##### Source records #####

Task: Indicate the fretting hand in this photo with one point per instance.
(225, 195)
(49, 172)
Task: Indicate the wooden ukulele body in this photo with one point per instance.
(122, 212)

#####

▶ Task objective:
Copy every line above without altering a word.

▶ Response to this exercise:
Task: Indicate the fretting hand in this photo with one point per instance.
(225, 195)
(49, 172)
Task: Indicate the wooden ukulele body in this photo with one point per instance.
(122, 212)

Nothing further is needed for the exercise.